## Listed entries
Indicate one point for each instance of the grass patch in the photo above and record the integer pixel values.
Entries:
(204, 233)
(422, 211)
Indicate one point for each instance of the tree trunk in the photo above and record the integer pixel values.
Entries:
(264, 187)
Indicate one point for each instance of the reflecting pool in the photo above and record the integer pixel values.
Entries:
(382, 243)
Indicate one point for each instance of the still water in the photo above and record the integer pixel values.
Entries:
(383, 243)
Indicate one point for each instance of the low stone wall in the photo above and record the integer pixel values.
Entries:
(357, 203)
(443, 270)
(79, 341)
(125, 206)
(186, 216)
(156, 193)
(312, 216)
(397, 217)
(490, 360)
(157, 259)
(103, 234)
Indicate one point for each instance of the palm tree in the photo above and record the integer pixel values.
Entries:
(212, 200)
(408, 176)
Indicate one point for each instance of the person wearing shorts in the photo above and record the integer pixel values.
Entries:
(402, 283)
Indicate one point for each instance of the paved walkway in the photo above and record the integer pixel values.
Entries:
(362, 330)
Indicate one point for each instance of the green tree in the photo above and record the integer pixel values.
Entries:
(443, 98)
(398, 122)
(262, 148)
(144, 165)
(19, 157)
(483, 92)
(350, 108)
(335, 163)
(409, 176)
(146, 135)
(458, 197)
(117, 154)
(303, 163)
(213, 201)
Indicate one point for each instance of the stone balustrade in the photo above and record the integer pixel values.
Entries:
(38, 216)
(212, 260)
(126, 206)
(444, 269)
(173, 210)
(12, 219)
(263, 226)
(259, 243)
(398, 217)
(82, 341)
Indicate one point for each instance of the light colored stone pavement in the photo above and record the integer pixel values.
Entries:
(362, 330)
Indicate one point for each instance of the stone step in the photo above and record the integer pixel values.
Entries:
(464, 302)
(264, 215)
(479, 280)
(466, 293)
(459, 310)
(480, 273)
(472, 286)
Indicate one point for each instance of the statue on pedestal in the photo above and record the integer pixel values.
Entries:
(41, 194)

## Directions
Where the word "stone" is present in a line of the listing, copy that line.

## Expected output
Indicate one point for each instance of the low stone wall in the photo above and record the integer pixel values.
Indicate one point for each instance of the stone balustrade in the photo above and record the integer pixel values.
Indicate one point for each instance of the light colored stone pavement in the photo above and record the integer pixel values.
Indicate one point for each instance of the stone step in the photo above and record the integer pixel values.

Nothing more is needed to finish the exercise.